WORK TO COMPLETE:
Reproduce the items below, switching "SHOULD" to "MUST" wherever it occurs and leaving everything else unchanged.

INPUT RECORDS:
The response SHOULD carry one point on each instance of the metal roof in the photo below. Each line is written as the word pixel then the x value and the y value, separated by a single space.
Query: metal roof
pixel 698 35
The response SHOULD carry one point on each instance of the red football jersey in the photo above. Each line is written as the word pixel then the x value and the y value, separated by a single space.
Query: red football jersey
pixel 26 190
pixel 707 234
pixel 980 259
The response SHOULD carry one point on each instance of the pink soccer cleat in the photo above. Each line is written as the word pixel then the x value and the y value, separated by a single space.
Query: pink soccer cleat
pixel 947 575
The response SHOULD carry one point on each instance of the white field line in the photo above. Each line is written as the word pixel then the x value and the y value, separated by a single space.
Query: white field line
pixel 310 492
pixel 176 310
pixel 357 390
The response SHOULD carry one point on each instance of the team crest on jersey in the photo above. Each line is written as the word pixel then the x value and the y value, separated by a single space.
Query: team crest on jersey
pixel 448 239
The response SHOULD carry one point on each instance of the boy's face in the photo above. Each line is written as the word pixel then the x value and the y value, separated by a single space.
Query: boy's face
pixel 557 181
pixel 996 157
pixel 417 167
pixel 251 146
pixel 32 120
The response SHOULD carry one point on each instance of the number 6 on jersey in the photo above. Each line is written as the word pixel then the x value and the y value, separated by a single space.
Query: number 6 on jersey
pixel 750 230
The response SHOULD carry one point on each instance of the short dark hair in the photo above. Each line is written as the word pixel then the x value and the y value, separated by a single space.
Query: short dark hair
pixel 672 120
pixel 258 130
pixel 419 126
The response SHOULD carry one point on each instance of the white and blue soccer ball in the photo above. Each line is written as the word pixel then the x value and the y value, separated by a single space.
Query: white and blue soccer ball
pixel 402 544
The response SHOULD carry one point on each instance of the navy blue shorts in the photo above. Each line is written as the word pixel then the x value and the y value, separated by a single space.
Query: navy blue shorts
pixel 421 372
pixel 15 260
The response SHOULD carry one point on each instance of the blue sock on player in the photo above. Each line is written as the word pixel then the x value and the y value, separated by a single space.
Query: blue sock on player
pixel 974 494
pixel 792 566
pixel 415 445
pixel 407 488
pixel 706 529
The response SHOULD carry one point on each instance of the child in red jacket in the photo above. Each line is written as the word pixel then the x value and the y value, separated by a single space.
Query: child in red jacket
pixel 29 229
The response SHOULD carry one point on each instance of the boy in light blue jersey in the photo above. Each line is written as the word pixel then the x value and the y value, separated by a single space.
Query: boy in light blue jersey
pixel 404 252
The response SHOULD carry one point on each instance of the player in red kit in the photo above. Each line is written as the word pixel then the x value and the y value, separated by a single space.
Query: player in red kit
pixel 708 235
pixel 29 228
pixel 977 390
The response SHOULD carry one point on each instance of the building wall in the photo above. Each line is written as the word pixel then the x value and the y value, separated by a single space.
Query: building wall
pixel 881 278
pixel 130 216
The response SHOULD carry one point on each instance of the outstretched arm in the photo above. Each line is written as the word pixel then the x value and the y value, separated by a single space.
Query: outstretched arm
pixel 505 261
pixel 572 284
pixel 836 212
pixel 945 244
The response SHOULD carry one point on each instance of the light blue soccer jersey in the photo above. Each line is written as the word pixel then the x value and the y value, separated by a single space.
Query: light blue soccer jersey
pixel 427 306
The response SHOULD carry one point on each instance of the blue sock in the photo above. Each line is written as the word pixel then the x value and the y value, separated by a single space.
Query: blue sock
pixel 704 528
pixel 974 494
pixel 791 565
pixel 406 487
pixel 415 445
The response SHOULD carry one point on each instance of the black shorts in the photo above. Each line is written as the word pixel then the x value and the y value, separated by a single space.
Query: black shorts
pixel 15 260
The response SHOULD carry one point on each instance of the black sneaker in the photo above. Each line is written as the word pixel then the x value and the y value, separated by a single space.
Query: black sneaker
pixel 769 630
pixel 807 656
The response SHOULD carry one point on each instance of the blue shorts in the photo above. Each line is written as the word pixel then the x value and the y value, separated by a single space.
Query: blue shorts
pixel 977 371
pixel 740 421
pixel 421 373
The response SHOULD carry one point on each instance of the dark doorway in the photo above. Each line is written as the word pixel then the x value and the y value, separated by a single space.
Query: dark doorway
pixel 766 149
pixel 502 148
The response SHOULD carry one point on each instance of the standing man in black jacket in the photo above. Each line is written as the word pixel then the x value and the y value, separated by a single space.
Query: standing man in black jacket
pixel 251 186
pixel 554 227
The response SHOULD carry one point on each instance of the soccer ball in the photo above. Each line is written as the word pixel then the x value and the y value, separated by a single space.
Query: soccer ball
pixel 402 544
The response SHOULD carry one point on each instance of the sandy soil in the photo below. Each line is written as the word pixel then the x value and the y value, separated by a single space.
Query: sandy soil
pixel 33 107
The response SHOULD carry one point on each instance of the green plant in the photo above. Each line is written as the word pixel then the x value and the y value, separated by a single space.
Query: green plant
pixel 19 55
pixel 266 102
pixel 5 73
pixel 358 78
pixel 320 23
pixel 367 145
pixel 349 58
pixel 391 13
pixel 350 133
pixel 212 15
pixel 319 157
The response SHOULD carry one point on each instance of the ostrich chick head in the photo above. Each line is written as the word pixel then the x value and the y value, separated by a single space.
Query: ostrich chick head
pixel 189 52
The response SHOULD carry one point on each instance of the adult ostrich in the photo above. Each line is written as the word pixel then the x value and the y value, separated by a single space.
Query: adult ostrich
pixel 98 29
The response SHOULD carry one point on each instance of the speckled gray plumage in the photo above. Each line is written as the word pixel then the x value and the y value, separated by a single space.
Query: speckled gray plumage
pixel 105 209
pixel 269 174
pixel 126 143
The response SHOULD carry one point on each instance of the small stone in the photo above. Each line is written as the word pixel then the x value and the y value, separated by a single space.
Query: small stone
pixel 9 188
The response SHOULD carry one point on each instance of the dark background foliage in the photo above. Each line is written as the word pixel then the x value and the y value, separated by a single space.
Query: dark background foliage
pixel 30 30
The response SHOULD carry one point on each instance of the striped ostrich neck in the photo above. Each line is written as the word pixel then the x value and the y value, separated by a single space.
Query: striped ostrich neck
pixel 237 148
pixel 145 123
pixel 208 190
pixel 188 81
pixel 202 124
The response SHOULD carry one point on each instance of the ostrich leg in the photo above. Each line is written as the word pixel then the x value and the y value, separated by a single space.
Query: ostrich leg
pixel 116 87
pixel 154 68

OUTPUT OF THE TASK:
The response MUST carry one point on each instance of the metal roof in the photo below. Each line is written as the word pixel then the x value and the y value, separated by a single space.
Query: metal roof
pixel 698 35
The response MUST carry one point on each instance of the red football jersey in the photo above. Each line is written as the word pixel then the x value and the y value, separated by a single space.
Query: red football jersey
pixel 26 190
pixel 707 234
pixel 980 259
The response MUST carry one point on each instance of the pink soccer cleat in the photo above. Each line is written as the word pixel then the x value and the y value, separated by a single space.
Query: pink soccer cleat
pixel 947 575
The response MUST carry one point on each instance of the white field line in the photo above. Each line is written as the word pixel then the x value and the y value, separated by a single space.
Query: white field line
pixel 310 492
pixel 176 310
pixel 357 390
The response MUST carry one point on each instance of the team crest on jersey in the photo above. Each line is written as the word pixel then the x value and the y value, separated by a single space.
Query: team crest on jersey
pixel 448 239
The response MUST carry one point on each instance of the boy's face in the photo above. Each line is written as the word pixel then the x value and the y value, separated by a single space.
Query: boy's face
pixel 557 181
pixel 996 157
pixel 417 167
pixel 251 146
pixel 32 120
The response MUST carry one point on each instance of the number 6 on jersey in the photo above. Each line is written as the word pixel then the x value and the y value, separated by a single space.
Query: number 6 on jersey
pixel 750 230
The response MUST carry one point on each instance of the short dark hair in the photo above. Each line is written as the word pixel then the x value and the y value, separated by a single space.
Query: short dark hair
pixel 672 120
pixel 258 130
pixel 419 126
The response MUST carry one point on each instance of the white and blue soccer ball in the photo above. Each line is written as the word pixel then the x value and the y value, separated by a single space.
Query: white and blue soccer ball
pixel 402 544
The response MUST carry one point on each instance of the navy blue shorts in the photo above. Each line is written as the word pixel then the x value and the y value, separated by a single space.
Query: navy blue shorts
pixel 421 372
pixel 15 260
The response MUST carry one point on each instance of the blue sock on player in the photo above. Each line is written as the word pixel then the x value and the y value, separated by a single space.
Query: blue sock on player
pixel 974 494
pixel 792 566
pixel 415 445
pixel 407 488
pixel 706 529
The response MUST carry one point on each instance of the child in red jacket in the photo above. Each line is written as the word pixel then the x value and the y value, separated by a single space.
Query: child in red jacket
pixel 29 229
The response MUST carry one point on each instance of the boy in light blue jersey in the photo above. Each line is written as the word pixel then the x value and the y value, separated by a single space.
Query: boy in light blue jersey
pixel 404 252
The response MUST carry one point on each instance of the player in red kit in the photo above. Each line is written as the word pixel then the x value and the y value, separated by a single space.
Query: player in red kit
pixel 708 235
pixel 29 228
pixel 977 390
The response MUST carry one point on each instance of the building wall in the photo above. Each line is written as the word pixel then the x value and the y value, separated by a single space.
Query: building wall
pixel 881 278
pixel 130 216
The response MUST carry one point on each instance of the outstretched arm in the photo above. Each line is written as the word pixel then the x value and the y value, separated by a single space.
Query: outstretched arm
pixel 505 261
pixel 572 284
pixel 836 212
pixel 945 244
The response MUST carry one point on each instance of the light blue soccer jersey in the photo above. Each line is written as the word pixel then the x value and the y value, separated by a single space.
Query: light blue soccer jersey
pixel 427 306
The response MUST carry one point on each instance of the blue sock in the photo above. Each line is written as the word pixel then the x value and the y value, separated by a single space.
Query: blue sock
pixel 704 528
pixel 974 494
pixel 791 565
pixel 406 487
pixel 415 445
The response MUST carry one point on each instance of the black shorts in the photo above. Each line is written as the word pixel then the x value and the y value, separated by a single space.
Query: black shorts
pixel 15 260
The response MUST carry one point on each instance of the black sneaker in the photo above. Each line is written as the word pixel then the x value and the y value, separated by a single space.
Query: black sneaker
pixel 769 630
pixel 807 656
The response MUST carry one point on each instance of the blue shorts in the photo above. Each line is written as the word pixel then the x value and the y value, separated by a single space.
Query: blue shorts
pixel 977 371
pixel 740 421
pixel 421 373
The response MUST carry one point on each instance of the dark doorway in the photo above. Each line is written as the word pixel then the x value and the y value, separated by a single space.
Query: dark doorway
pixel 766 149
pixel 502 148
The response MUST carry one point on each instance of the standing man in black jacket in the photo above. Each line is written as the word pixel then the x value and the y value, separated by a single space.
Query: standing man in black jacket
pixel 251 186
pixel 554 227
The response MUST carry one point on each instance of the soccer ball in the photo above. Each line is written as the word pixel then the x value and the y value, separated by a single space.
Query: soccer ball
pixel 402 544
The response MUST carry one point on each instance of the sandy soil in the photo below. Each line is written as the word pixel then the x value and the y value, separated by a single space.
Query: sandy soil
pixel 33 107
The response MUST carry one point on each instance of the green plant in the photo above. Each line is written as the word pixel then the x value and the y value, separated by a single space.
Query: green plant
pixel 19 55
pixel 266 102
pixel 5 73
pixel 358 78
pixel 320 23
pixel 367 145
pixel 349 58
pixel 391 13
pixel 350 133
pixel 212 15
pixel 319 157
The response MUST carry one point on each instance of the ostrich chick head in the photo above. Each line is written as the word pixel then the x value and the y value, separated by a single space.
Query: ostrich chick head
pixel 189 52
The response MUST carry one point on each instance of the adult ostrich in the photo above. Each line is written as the word pixel then the x value and the y value, separated by a single space.
Query: adult ostrich
pixel 98 29
The response MUST carry one point on each instance of the speckled gray plumage in the photo above. Each line is written as the word pixel then the x value and the y value, separated by a single space.
Query: speckled gray plumage
pixel 105 209
pixel 269 174
pixel 126 143
The response MUST carry one point on each instance of the small stone in the photo above. Each line is written as the word pixel then the x value and the y value, separated by a single space.
Query: small stone
pixel 9 188
The response MUST carry one point on each instance of the dark background foliage in the photo above. Each line is written as the word pixel then the x value and the y value, separated by a single space.
Query: dark background foliage
pixel 30 30
The response MUST carry one point on each instance of the striped ostrich neck in the photo above. Each line is written as the word pixel then the x value and the y value, separated by a single space.
Query: striped ostrich neck
pixel 237 148
pixel 145 123
pixel 208 190
pixel 188 81
pixel 202 124
The response MUST carry one point on each instance of the ostrich leg in the photo above. Each line is written as the word pixel then the x value and the y value, separated by a single space.
Query: ostrich leg
pixel 116 87
pixel 154 68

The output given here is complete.